Time for a snipe hunt. Where is it?
More here.
Thursday Snipe Hunt
by
Tags:
Comments
-
Lower lefthand corner, above the snow.
-
agree
-
I’m recycling this one as it was very late last night……………….
*RUTRO*
Here’s the full text of the IL bill and if they can get it to pass, you can bet that POTUS will try to push it through nationwide.
http://www.ilga.gov/legislation/fulltext.asp?DocName=09700HB1263sam005&GA=97&SessionId=84&DocTypeId=HB&LegID=57242&DocNum=1263&GAID=11&Session -
Sounds like they’re like the Palestinians; they shoulda fought harder when they had the chance.
-
Thanks for the reminder of some good times Bunsonburner.
Count me in. I got my gunny sack and cowbell. SEE if you do it right they, the snipe, will run right into your sack.
I mean I am hooked on that sport. -
#5 – Yer battin .500 Squawkster – 2nd linky works – 1st linky not so much
-
To those who claim that there is no rampant waste, fraud and abuse of the food stamp program, I present this case.

● Task instructions:
(A) From the snipe hunt page, print the stretch from "Count me in." through "present this case.".
(B) Answer these questions from the snipe hunt page:
(i) Where does one commenter say the snipe is?
(ii) What does the commenter who writes "Count me in" say they have?
(iii) According to comment #5, which of the two links works?
(C) Continue the snipe hunt comment thread from where it stops.

● Raw records:
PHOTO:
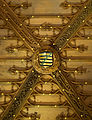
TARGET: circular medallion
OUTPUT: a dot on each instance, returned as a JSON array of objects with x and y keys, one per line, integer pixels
[{"x": 45, "y": 60}]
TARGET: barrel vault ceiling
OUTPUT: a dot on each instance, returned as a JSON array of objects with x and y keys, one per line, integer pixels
[{"x": 46, "y": 59}]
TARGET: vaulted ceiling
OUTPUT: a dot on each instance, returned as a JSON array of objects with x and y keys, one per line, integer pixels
[{"x": 45, "y": 60}]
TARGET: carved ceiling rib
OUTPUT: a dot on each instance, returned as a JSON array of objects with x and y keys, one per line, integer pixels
[
  {"x": 74, "y": 25},
  {"x": 71, "y": 95},
  {"x": 21, "y": 96},
  {"x": 21, "y": 30}
]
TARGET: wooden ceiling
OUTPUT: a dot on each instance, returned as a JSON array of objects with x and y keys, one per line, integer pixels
[{"x": 45, "y": 60}]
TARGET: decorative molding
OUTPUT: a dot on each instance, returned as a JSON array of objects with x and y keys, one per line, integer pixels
[
  {"x": 74, "y": 25},
  {"x": 71, "y": 95},
  {"x": 17, "y": 25},
  {"x": 21, "y": 96}
]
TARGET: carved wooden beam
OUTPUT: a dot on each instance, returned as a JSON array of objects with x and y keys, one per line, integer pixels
[
  {"x": 16, "y": 24},
  {"x": 74, "y": 25},
  {"x": 21, "y": 96},
  {"x": 68, "y": 90}
]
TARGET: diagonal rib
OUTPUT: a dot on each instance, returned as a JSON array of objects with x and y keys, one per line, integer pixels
[
  {"x": 21, "y": 96},
  {"x": 75, "y": 101},
  {"x": 74, "y": 25},
  {"x": 21, "y": 30}
]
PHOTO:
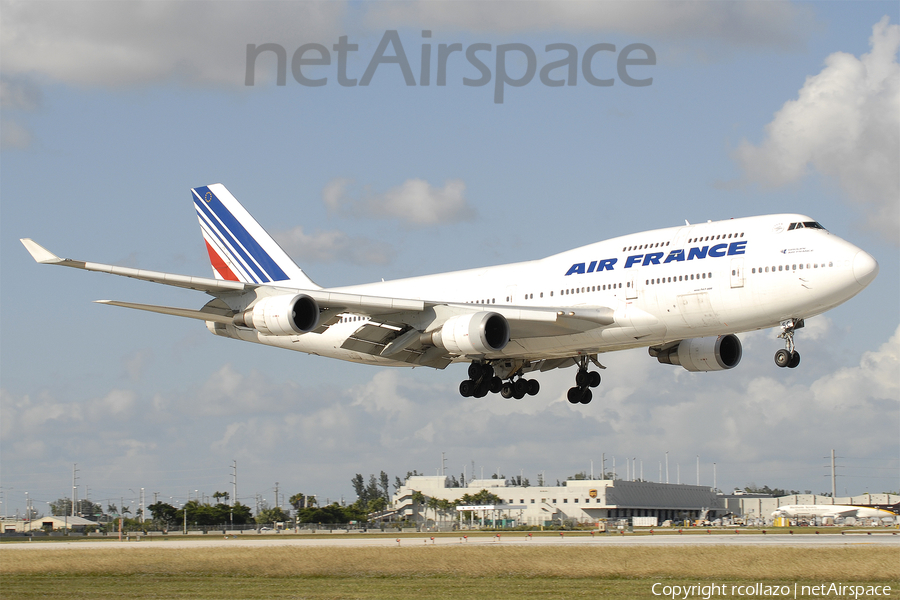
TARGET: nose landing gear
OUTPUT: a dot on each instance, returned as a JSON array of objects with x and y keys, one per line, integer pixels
[{"x": 788, "y": 356}]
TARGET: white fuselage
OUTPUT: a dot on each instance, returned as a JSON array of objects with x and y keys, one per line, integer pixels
[{"x": 664, "y": 285}]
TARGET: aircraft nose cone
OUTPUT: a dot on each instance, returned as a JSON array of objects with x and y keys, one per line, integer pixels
[{"x": 865, "y": 268}]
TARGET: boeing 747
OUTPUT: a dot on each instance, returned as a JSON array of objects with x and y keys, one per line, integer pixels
[{"x": 682, "y": 292}]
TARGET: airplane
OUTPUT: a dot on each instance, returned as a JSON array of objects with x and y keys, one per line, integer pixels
[
  {"x": 831, "y": 510},
  {"x": 682, "y": 292}
]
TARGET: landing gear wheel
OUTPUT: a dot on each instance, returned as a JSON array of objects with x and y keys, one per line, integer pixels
[
  {"x": 783, "y": 358},
  {"x": 586, "y": 396},
  {"x": 520, "y": 388},
  {"x": 582, "y": 378}
]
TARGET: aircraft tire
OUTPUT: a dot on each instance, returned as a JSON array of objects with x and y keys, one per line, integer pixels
[
  {"x": 586, "y": 396},
  {"x": 520, "y": 388},
  {"x": 782, "y": 358},
  {"x": 582, "y": 378}
]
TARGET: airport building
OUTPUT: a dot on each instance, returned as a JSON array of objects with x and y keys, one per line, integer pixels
[
  {"x": 592, "y": 500},
  {"x": 576, "y": 501}
]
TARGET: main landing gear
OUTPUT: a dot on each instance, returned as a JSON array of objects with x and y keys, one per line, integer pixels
[
  {"x": 482, "y": 380},
  {"x": 584, "y": 381},
  {"x": 788, "y": 356}
]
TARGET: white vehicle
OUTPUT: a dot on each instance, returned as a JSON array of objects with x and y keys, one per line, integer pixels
[
  {"x": 831, "y": 510},
  {"x": 682, "y": 292}
]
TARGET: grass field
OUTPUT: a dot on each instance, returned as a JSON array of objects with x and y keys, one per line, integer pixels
[{"x": 422, "y": 572}]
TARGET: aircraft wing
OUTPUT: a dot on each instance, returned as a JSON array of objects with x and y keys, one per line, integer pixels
[
  {"x": 203, "y": 284},
  {"x": 396, "y": 326}
]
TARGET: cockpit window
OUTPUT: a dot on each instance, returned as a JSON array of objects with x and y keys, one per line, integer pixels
[{"x": 805, "y": 225}]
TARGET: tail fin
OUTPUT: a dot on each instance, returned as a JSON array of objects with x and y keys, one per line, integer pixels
[{"x": 239, "y": 248}]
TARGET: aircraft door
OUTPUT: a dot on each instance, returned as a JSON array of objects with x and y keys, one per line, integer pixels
[{"x": 737, "y": 272}]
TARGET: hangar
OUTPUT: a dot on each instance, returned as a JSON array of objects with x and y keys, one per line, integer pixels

● Task results:
(A)
Count me in. I got my gunny sack and cowbell. SEE if you do it right they, the snipe, will run right into your sack.
I mean I am hooked on that sport. -
#5 – Yer battin .500 Squawkster – 2nd linky works – 1st linky not so much
-
To those who claim that there is no rampant waste, fraud and abuse of the food stamp program, I present this case.

(B)
(i) In the lower lefthand corner, above the snow.
(ii) A gunny sack and a cowbell.
(iii) The second link.

(C)
HEADLINE: Woman Tries Buying iPad with Food Stamps
Louisville, Kentucky (The Weekly Vice) – Tracy Browning, a 38-year-old Louisville woman, was jailed after she allegedly tried to purchase several iPads with a food stamp card, then fled to another location where she tried to make the same transaction.There is a video associated with the story but I did not have the stomach to watch it.
The food stamp program is the first place I would look to do some serious forensic accounting, followed by depts of energy, education and commerce.
If this woman had not previously abused the program, using the card to buy things not associated with nutrition, how would it have occurred to her to use it in this case? Let’s not forget the Obamaphone parasite while we are at it. -
Good luck on your hip replacement next week, El Gordo.
-
Try it now Mr Fish.
-
The john boehner memorial snipe hunt held every year about this time.
-
El Gordo be sure to do all the rehab so you will get a good long term outcome.
-
I can’t get to it here, but there was an early King of the Hill episode where they took Bobby and Dale’s “son” camping. They sent them on a snipe hunt.
“Here’s your bag and your whoop ass stick. That’s in case the snipe comes after you.”
“Yeah man I tell ya what…Did one of them snipe hunts last night man with them sticks and bags and Whack! Whack! man, go Woooo-loo-loo-loo! … Talk about big mistake y’all… It’s right there in that cooler. “ -
#9 – Bueno! ROFL
-
Dalil Boubakeur, rector of the Grand Paris Mosque said today: “This is a disgraceful and hateful, useless and stupid provocation,” continuing:”We are not like animals of Pavlov to react at each insult.”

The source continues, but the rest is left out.